[Supplied data Boundary: Start]

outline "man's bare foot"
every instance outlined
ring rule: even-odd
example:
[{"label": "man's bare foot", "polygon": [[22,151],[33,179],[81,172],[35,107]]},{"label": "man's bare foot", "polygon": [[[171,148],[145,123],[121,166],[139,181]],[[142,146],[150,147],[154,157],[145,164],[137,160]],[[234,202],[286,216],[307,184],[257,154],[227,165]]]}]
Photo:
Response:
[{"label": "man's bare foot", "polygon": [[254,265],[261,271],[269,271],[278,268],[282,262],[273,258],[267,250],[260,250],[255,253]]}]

[Supplied data Boundary: End]
[Supplied data Boundary: Start]

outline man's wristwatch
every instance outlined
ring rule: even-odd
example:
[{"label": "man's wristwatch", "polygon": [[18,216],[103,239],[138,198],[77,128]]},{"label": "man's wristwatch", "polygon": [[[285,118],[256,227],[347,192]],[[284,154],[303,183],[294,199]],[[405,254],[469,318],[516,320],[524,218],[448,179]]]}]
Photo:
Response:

[Supplied data Boundary: End]

Exercise brief: Whichever lines of the material hold the word "wristwatch", find and copy them.

Exercise response:
outline man's wristwatch
[{"label": "man's wristwatch", "polygon": [[18,216],[103,239],[138,198],[77,128]]},{"label": "man's wristwatch", "polygon": [[[285,118],[256,227],[347,192]],[[284,154],[303,183],[294,199]],[[405,254],[469,318],[516,320],[524,218],[448,179]]]}]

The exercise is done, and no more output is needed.